• ACTIVITY
Carry on the article about the coconut chia pudding at Harry's in North Bondi, picking up after its last sentence.

• PAGE EXTRACT
The residents of Bondi are dedicated to a healthy lifestyle, starting at the breakfast table. The menu at North Bondi’s Harry’s reflects this, and along with blueberry and ricotta hotcakes, quinoa fritters and strawberry bircher, head chef Bryan O’Callaghan pits this recipe for colourful coconut chia pudding topped with fruit as, “A perfect breakfast dish.” It’s also an easy one to make at home.

“The original idea was going to be a sugar-free and dairy-free coconut breakfast panna cotta, but I really wanted to make it vegan,” says the chef. “I learnt about the gelatinous properties of chia seeds as an alternative and decided to use them within the dish for their texture and health benefits. Chia is loaded with protein, fibre, calcium, omega 3 and antioxidants and can provide sustainable energy. Chia is also the ancient Mayan word for strength.”

[Stored data entries]
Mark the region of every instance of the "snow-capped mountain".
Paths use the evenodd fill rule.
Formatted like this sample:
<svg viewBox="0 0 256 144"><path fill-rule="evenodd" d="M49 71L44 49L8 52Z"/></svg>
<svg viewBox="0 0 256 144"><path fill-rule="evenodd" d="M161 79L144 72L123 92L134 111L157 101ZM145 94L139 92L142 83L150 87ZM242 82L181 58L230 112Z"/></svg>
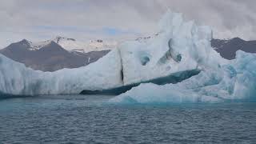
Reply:
<svg viewBox="0 0 256 144"><path fill-rule="evenodd" d="M256 53L256 41L245 41L239 38L232 39L212 39L212 47L226 59L234 59L238 50Z"/></svg>
<svg viewBox="0 0 256 144"><path fill-rule="evenodd" d="M55 71L63 68L77 68L96 62L110 50L87 53L70 51L57 41L33 43L23 39L0 50L0 53L26 66L42 71ZM66 39L70 41L70 39Z"/></svg>
<svg viewBox="0 0 256 144"><path fill-rule="evenodd" d="M88 53L90 51L101 51L106 50L112 50L116 48L118 42L116 41L104 41L102 39L90 40L90 41L77 41L74 38L68 38L58 36L53 39L31 42L28 41L30 50L39 50L50 42L54 42L68 51Z"/></svg>

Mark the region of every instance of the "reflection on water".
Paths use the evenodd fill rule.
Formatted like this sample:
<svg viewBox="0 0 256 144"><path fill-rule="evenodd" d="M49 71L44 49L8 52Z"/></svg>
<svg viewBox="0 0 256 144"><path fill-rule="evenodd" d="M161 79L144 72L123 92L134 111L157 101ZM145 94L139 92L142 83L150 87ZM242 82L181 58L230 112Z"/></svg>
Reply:
<svg viewBox="0 0 256 144"><path fill-rule="evenodd" d="M256 142L256 102L106 104L111 98L60 95L0 100L0 142Z"/></svg>

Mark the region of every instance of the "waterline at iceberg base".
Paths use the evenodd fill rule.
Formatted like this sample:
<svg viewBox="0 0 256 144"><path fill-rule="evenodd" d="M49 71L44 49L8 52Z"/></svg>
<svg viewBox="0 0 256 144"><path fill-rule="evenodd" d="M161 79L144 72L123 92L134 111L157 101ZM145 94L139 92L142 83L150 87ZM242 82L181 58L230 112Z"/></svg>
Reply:
<svg viewBox="0 0 256 144"><path fill-rule="evenodd" d="M186 22L181 14L169 11L160 21L154 38L123 42L85 67L44 73L0 54L0 92L10 95L119 94L128 90L110 99L111 103L254 98L256 55L238 51L236 59L226 60L213 50L211 39L208 26ZM155 82L159 80L161 83Z"/></svg>

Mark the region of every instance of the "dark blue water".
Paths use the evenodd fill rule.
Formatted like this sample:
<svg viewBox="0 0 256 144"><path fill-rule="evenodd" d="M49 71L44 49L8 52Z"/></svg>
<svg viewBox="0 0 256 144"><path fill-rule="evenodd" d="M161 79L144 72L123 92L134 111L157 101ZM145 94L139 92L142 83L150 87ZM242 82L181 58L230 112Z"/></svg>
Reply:
<svg viewBox="0 0 256 144"><path fill-rule="evenodd" d="M0 100L0 143L256 143L256 102L104 104L110 98Z"/></svg>

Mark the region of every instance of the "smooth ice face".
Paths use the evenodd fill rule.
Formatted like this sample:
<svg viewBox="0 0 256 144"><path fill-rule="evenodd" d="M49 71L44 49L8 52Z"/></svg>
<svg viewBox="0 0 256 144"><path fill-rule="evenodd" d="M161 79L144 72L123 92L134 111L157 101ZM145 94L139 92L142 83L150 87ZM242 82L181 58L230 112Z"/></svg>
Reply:
<svg viewBox="0 0 256 144"><path fill-rule="evenodd" d="M237 58L218 70L208 67L198 75L178 84L142 84L112 98L110 102L183 103L218 102L254 99L256 94L256 54L242 51Z"/></svg>
<svg viewBox="0 0 256 144"><path fill-rule="evenodd" d="M85 67L35 71L0 54L0 93L14 95L79 94L122 86L118 50Z"/></svg>
<svg viewBox="0 0 256 144"><path fill-rule="evenodd" d="M212 31L208 26L197 26L194 22L185 22L181 14L171 12L166 13L159 25L162 27L155 38L118 46L124 84L200 70L199 66L218 67L222 62L219 54L210 47Z"/></svg>
<svg viewBox="0 0 256 144"><path fill-rule="evenodd" d="M129 67L126 82L137 81L136 78L149 78L147 74L152 72L150 70L154 70L153 73L158 71L158 74L165 74L184 68L198 68L202 70L201 73L177 84L141 84L112 98L110 102L216 102L251 98L256 94L256 54L238 51L236 59L223 59L210 46L211 30L207 26L197 26L193 22L183 22L179 14L167 13L160 26L161 37L146 44L136 45L137 50L147 47L145 49L148 50L148 55L155 56L153 54L157 54L158 57L151 58L151 63L147 64L149 67L142 67L137 77L134 77L129 72L138 70L137 66L133 68L133 66L139 66L140 63L128 61L131 58L136 58L136 54L131 53L130 58L126 58L126 67ZM168 40L169 46L166 42ZM159 47L157 51L151 49L153 46ZM125 50L129 54L130 50ZM159 58L160 61L158 61ZM161 69L160 66L164 69ZM168 70L162 70L167 67Z"/></svg>

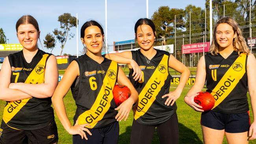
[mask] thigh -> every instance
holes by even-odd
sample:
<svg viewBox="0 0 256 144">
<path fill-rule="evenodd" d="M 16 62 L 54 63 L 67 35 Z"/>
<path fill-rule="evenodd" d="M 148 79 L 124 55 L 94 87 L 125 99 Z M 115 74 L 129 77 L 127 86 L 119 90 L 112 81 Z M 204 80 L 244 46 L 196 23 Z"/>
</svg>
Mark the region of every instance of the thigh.
<svg viewBox="0 0 256 144">
<path fill-rule="evenodd" d="M 213 129 L 201 125 L 204 144 L 221 144 L 224 137 L 224 130 Z"/>
<path fill-rule="evenodd" d="M 58 131 L 54 120 L 45 127 L 25 132 L 29 144 L 52 144 L 58 142 Z"/>
<path fill-rule="evenodd" d="M 210 111 L 201 115 L 201 125 L 216 130 L 225 129 L 223 114 Z"/>
<path fill-rule="evenodd" d="M 102 131 L 104 135 L 103 138 L 103 144 L 117 144 L 119 136 L 119 123 L 118 122 L 115 122 L 109 126 L 103 128 Z"/>
<path fill-rule="evenodd" d="M 225 131 L 228 133 L 241 133 L 247 131 L 250 122 L 249 111 L 236 114 L 226 114 Z"/>
<path fill-rule="evenodd" d="M 4 121 L 2 121 L 0 129 L 0 144 L 28 144 L 27 137 L 24 131 L 11 128 L 7 126 Z"/>
<path fill-rule="evenodd" d="M 176 113 L 167 122 L 158 126 L 157 130 L 161 144 L 178 144 L 179 127 Z"/>
<path fill-rule="evenodd" d="M 228 144 L 248 144 L 248 132 L 239 133 L 225 132 Z"/>
<path fill-rule="evenodd" d="M 142 125 L 134 119 L 131 132 L 130 143 L 151 144 L 155 127 L 155 126 Z"/>
</svg>

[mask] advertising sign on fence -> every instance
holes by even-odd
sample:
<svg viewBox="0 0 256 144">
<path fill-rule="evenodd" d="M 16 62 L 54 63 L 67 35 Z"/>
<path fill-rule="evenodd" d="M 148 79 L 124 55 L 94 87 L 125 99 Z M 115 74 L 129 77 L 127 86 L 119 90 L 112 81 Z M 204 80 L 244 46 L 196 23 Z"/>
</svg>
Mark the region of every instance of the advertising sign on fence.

• ANSWER FOR THE TASK
O’Callaghan believes we should all aim for a more plant-based diet, and is looking to incorporate that into his upcoming dinner menu at the cafe. “I’d like to think when Harry’s reopens for dinner we can keep the healthy and nutritious benefits going,” he says. For now, let’s start with breakfast.

Harry’s Coconut Chia Pudding
Serves 1

400ml coconut milk
20ml agave nectar or coconut nectar
60gms white chia seeds
500g coconut yogurt

Whisk coconut milk and agave nectar together with chia seeds and allow to bloom in the fridge for two hours.

Whisk in coconut yogurt and allow to set overnight.

Serve with granola and seasonal fruits.